[Data provided]:
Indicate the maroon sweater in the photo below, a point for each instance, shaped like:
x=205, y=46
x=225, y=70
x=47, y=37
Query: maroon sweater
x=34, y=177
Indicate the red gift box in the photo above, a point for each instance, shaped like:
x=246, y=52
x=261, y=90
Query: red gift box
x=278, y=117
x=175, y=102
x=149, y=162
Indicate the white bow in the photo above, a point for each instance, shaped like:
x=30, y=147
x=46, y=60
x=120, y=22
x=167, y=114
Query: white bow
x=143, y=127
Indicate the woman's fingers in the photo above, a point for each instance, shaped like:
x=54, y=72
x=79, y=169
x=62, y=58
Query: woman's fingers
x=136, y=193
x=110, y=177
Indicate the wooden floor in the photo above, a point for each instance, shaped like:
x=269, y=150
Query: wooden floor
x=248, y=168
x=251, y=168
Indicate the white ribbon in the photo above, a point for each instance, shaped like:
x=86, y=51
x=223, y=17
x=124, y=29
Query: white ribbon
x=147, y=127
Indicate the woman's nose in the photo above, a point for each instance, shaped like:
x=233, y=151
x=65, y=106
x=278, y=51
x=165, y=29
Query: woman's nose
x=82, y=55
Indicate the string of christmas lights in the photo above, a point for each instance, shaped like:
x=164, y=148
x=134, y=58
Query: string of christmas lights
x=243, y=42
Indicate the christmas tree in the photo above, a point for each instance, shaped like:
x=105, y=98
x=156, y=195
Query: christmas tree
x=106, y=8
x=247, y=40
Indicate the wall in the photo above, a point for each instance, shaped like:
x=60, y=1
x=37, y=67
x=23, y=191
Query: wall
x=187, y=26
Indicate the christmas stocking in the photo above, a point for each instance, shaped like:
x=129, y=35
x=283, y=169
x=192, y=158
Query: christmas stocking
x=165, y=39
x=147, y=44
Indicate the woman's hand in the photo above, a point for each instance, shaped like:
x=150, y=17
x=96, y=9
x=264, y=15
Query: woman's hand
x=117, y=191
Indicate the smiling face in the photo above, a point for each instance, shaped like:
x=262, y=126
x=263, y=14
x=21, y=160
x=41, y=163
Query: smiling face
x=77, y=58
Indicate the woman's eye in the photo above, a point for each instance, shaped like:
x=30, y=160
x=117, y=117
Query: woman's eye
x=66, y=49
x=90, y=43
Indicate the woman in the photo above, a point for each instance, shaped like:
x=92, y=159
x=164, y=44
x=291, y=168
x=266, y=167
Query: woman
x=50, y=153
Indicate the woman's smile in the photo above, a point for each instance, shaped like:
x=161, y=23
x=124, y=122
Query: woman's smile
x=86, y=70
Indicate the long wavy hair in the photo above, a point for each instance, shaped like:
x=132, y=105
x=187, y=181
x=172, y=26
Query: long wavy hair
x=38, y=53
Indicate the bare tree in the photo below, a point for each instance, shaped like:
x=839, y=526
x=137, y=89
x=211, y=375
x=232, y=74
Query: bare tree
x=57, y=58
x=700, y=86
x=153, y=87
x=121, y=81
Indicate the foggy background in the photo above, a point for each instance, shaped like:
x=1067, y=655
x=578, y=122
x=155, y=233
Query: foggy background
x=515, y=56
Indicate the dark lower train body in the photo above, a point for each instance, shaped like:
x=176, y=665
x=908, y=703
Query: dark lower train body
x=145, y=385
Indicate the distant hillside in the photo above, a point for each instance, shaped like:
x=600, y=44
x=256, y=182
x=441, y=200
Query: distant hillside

[Problem statement]:
If a line above holds the string "hillside", count it; give the final total as the only output.

[Response]:
2